### Selected excerpt

○ ○ ○ ○ ○ ○ ○

Documents as Objects: How We Rebuilt Prime's Document Engine

Documents as Objects: How We Rebuilt Prime's Document Engine

Documents as Objects: How We Rebuilt Prime's Document Engine

Documents as Objects: How We Rebuilt Prime's Document Engine

Mar 21, 2026

Every loan applicant signs a stack of legal documents. For a long time, we treated those documents like files. Here's what changed when we started treating them like code.

The Insight That Changed Everything

A document is completely defined by two things: the template and the data used to render it. The PDF is just the output of combining them. As long as those two pieces are stored, we can correctly reconstruct any document at any time.

That's the core idea behind Prime's document engine. Everything else follows from it: versioning, hydration, compliance auditability.

If you've ever worked in fintech, or any regulated field, you know the feeling that made us get here. Somewhere in your codebase, there's a dark corner where compliance documents get generated. A directory full of mismatched templates and strange conversions from "disbursement_amount" to "credit_provided_by_lender" that you pray are still accurate (since you're probably the first person to see this code in 6 months), convoluted rendering pipelines that have more exceptions and one-offs than happy paths. We had much the same.

As we were migrating to FastAPI, we had an opportunity. We were starting from the ground up in a new service, with a much better understanding of the requirements and a known good output to compare against.

What We Were Replacing

I was not at Prime when the original system was built, but I did see how it wore down as the scope of what it needed to do exploded. Multiple partners and multiple banks, each with their own requirements, plus state-specific regulations. The chain of if/else statements went from "that's manageable" to "I need to zoom out."

Each document type had its own generator class (FinanceAgreementGenerator, OfferSummaryAgreementGenerator, and so on), each with a dedicated DTO, an HTML renderer, and a PDF renderer. The service layer wired it all together with a long if/elif chain that manually fetched borrowers, lenders, partners, and loan terms for every document type.

Adding a new lender meant copying a generator class, creating a new DTO, and adding another branch. Adding a new state meant touching the chain again. It served us well for a year and a half, but the cracks started to show as we bolted on more and more and the changes became multiplicative instead of additive.

There was no one thing that finally made us rebuild. It was a building tension across a few pain points that got harder to ignore.

The biggest was version control. When legal changed a sentence in a document, we overwrote the template file. That meant we couldn't re-render a document that was signed under the previous version. For a compliance team that needs to pull up what a borrower actually signed six months ago, that's not great.

○ ○ ○ ○ ○ ○ ○

### Given data
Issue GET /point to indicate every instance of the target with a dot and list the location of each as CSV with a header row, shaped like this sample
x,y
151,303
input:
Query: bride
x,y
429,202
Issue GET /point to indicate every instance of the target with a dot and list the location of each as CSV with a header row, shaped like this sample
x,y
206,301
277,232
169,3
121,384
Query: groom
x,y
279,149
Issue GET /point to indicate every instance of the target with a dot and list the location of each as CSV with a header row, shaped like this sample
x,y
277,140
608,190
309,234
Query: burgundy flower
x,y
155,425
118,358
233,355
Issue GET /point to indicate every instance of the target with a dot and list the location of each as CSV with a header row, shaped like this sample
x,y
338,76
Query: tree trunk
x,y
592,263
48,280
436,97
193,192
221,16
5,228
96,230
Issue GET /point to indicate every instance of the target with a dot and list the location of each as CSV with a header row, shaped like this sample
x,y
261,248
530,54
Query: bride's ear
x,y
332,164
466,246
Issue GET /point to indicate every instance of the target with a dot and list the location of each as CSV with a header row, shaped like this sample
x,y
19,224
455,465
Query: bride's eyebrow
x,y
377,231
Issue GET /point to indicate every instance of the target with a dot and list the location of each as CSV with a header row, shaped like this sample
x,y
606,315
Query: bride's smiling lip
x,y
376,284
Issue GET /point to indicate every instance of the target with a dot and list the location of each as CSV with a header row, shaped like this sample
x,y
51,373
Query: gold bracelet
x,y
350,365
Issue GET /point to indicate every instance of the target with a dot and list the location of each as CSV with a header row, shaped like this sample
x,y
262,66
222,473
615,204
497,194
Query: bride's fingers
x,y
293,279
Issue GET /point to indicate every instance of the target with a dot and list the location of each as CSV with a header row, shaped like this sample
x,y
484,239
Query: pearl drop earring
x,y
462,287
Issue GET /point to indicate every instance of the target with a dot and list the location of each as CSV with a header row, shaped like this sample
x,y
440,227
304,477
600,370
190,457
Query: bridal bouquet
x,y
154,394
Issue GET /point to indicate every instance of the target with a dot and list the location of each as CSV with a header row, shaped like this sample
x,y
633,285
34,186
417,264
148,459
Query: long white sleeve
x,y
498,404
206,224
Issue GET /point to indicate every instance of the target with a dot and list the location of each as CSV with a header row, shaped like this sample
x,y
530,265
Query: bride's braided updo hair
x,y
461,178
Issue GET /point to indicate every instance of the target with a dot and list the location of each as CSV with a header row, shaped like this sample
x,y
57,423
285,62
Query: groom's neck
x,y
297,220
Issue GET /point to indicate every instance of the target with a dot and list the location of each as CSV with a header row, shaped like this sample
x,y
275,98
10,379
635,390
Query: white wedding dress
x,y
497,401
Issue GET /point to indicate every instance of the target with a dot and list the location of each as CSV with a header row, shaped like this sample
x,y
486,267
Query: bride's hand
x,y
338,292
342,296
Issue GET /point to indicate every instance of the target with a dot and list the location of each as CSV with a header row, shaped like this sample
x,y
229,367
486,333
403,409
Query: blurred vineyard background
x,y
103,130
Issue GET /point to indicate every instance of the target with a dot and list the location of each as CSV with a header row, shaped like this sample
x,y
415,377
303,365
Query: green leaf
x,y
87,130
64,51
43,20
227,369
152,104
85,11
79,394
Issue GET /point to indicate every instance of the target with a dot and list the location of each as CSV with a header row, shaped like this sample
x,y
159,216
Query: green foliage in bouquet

○ ○ ○ ○ ○ ○ ○

### Goals
[1] Reproduce the passage of the post on Prime's document engine that runs between "As we were migrating" and "every document type.", inclusive.
[2] Count the lines of the listing that contain the string "bride", treating case as significant, and reply with the number alone.

### Solved problems
[1]
As we were migrating to FastAPI, we had an opportunity. We were starting from the ground up in a new service, with a much better understanding of the requirements and a known good output to compare against.

What We Were Replacing

I was not at Prime when the original system was built, but I did see how it wore down as the scope of what it needed to do exploded. Multiple partners and multiple banks, each with their own requirements, plus state-specific regulations. The chain of if/else statements went from "that's manageable" to "I need to zoom out."

Each document type had its own generator class (FinanceAgreementGenerator, OfferSummaryAgreementGenerator, and so on), each with a dedicated DTO, an HTML renderer, and a PDF renderer. The service layer wired it all together with a long if/elif chain that manually fetched borrowers, lenders, partners, and loan terms for every document type.

[2] 7